» **Problem to work on**: Return all of the lines below exactly as they are.

--- begin ---

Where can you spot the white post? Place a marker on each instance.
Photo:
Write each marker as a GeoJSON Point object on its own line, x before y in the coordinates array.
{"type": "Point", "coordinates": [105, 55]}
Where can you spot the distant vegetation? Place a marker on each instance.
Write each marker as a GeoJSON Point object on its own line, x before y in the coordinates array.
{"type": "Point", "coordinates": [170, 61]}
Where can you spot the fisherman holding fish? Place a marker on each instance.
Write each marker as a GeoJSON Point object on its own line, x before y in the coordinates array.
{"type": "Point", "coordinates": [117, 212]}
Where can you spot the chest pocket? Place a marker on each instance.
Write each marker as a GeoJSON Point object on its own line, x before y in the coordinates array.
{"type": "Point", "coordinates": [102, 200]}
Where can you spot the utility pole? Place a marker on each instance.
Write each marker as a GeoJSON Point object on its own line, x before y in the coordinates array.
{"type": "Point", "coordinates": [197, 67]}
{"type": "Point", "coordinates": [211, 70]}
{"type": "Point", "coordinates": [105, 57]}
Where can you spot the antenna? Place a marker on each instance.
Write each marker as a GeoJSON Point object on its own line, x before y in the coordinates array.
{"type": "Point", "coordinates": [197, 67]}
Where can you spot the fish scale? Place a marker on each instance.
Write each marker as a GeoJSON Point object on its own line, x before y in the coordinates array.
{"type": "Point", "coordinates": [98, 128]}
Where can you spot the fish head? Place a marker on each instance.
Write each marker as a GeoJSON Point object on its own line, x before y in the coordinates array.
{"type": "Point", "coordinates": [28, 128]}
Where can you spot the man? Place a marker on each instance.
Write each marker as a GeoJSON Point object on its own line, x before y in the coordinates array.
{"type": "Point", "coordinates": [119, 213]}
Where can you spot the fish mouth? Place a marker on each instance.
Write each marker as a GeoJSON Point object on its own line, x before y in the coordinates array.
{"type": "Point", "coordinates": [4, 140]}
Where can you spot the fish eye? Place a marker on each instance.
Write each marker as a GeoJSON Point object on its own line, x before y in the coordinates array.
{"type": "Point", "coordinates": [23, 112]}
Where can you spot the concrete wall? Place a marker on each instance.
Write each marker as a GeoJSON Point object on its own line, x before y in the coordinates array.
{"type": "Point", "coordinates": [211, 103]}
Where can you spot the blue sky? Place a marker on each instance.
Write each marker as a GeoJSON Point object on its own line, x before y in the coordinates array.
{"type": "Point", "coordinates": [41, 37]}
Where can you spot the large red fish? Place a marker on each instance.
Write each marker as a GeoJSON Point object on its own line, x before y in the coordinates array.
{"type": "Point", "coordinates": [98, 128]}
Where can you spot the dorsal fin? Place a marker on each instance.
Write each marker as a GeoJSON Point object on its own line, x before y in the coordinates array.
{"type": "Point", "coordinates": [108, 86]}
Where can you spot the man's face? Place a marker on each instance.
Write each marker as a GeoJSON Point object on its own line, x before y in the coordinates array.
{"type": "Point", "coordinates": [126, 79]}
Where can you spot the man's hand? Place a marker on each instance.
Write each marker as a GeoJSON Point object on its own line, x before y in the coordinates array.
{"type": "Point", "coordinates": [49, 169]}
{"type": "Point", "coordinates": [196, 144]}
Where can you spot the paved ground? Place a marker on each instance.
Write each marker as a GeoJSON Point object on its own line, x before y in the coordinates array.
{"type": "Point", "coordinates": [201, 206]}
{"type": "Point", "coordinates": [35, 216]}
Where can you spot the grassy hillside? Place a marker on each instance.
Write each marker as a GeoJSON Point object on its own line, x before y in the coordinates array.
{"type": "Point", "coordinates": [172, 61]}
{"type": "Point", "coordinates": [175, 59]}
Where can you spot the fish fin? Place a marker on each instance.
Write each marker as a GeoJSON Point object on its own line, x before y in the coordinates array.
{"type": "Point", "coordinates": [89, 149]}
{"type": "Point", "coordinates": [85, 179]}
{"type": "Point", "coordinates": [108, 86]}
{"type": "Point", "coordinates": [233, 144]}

--- end ---

» **Exercise output**:
Where can you spot the white post? Place a marker on each instance.
Photo:
Write each marker as a GeoJSON Point object on its own line, x before y in the coordinates array.
{"type": "Point", "coordinates": [105, 55]}
Where can you spot the distant vegetation? Place a marker on each instance.
Write each marker as a GeoJSON Point object on its own line, x before y in the coordinates array.
{"type": "Point", "coordinates": [170, 61]}
Where can you spot the fisherman holding fish? Place a marker on each instance.
Write each marker as a GeoJSON Point object on its own line, x before y in the coordinates array.
{"type": "Point", "coordinates": [117, 212]}
Where can you spot the chest pocket? Place a marker on each instance.
Write each marker as a GeoJSON Point object on its own line, x before y in the coordinates array.
{"type": "Point", "coordinates": [102, 200]}
Where can you spot the utility pole? Place a marker on each instance.
Write each marker as a GeoJSON Point object on its own line, x before y in the coordinates array.
{"type": "Point", "coordinates": [197, 67]}
{"type": "Point", "coordinates": [211, 70]}
{"type": "Point", "coordinates": [105, 57]}
Where can you spot the antenna? Place a marker on each instance.
Write each marker as a GeoJSON Point object on its own line, x before y in the coordinates array.
{"type": "Point", "coordinates": [197, 67]}
Where can you spot the fish scale? Place a marker on each instance.
Write each marker as a GeoJSON Point object on its own line, x before y in the coordinates array.
{"type": "Point", "coordinates": [98, 128]}
Where can you spot the fish head? Place a marker on each instance.
Write each marker as a GeoJSON Point object on its own line, x before y in the coordinates array.
{"type": "Point", "coordinates": [28, 128]}
Where can you spot the man? Place a marker on each instance.
Write each marker as a GeoJSON Point object on its own line, x before y in the coordinates array.
{"type": "Point", "coordinates": [119, 213]}
Where can you spot the fish mouth? Place a marker on each instance.
Write each marker as a GeoJSON Point object on its own line, x before y in the coordinates array.
{"type": "Point", "coordinates": [4, 140]}
Where can you spot the fish eye? Place a marker on each instance.
Write each marker as a GeoJSON Point object on its own line, x before y in the coordinates array.
{"type": "Point", "coordinates": [23, 112]}
Where can you spot the concrete wall? Place a marker on each instance.
Write each marker as a GeoJSON Point object on its own line, x before y in the coordinates array.
{"type": "Point", "coordinates": [211, 103]}
Where can you spot the blue sky? Place a marker on each instance.
Write each marker as a GeoJSON Point object on its own line, x before y in the coordinates array.
{"type": "Point", "coordinates": [41, 37]}
Where can you spot the large red fish? Place a marker on each instance.
Write each marker as a GeoJSON Point object on its own line, x before y in the coordinates array.
{"type": "Point", "coordinates": [98, 128]}
Where can you spot the dorsal fin? Place a marker on each instance.
Write each marker as a GeoJSON Point object on its own line, x before y in the coordinates array.
{"type": "Point", "coordinates": [108, 86]}
Where can you spot the man's face? Place a marker on each instance.
Write each marker as a GeoJSON Point object on its own line, x before y in the coordinates array.
{"type": "Point", "coordinates": [126, 79]}
Where can you spot the man's hand? Place a marker on each instance.
Write each marker as a GeoJSON Point object on its own line, x before y in the coordinates array.
{"type": "Point", "coordinates": [49, 169]}
{"type": "Point", "coordinates": [196, 144]}
Where can you spot the paved ground? Place a marker on each instance.
Write each marker as a GeoJSON Point object on its own line, x before y in the coordinates array.
{"type": "Point", "coordinates": [201, 206]}
{"type": "Point", "coordinates": [35, 216]}
Where can you spot the grassy hillside? Place a marker on each instance.
Write each marker as a GeoJSON Point object on its own line, x before y in the coordinates array.
{"type": "Point", "coordinates": [172, 61]}
{"type": "Point", "coordinates": [175, 59]}
Where can you spot the fish fin? Place a marker on each instance.
Write each marker as a GeoJSON Point object on its own line, x before y in the coordinates array.
{"type": "Point", "coordinates": [89, 149]}
{"type": "Point", "coordinates": [85, 179]}
{"type": "Point", "coordinates": [108, 86]}
{"type": "Point", "coordinates": [233, 144]}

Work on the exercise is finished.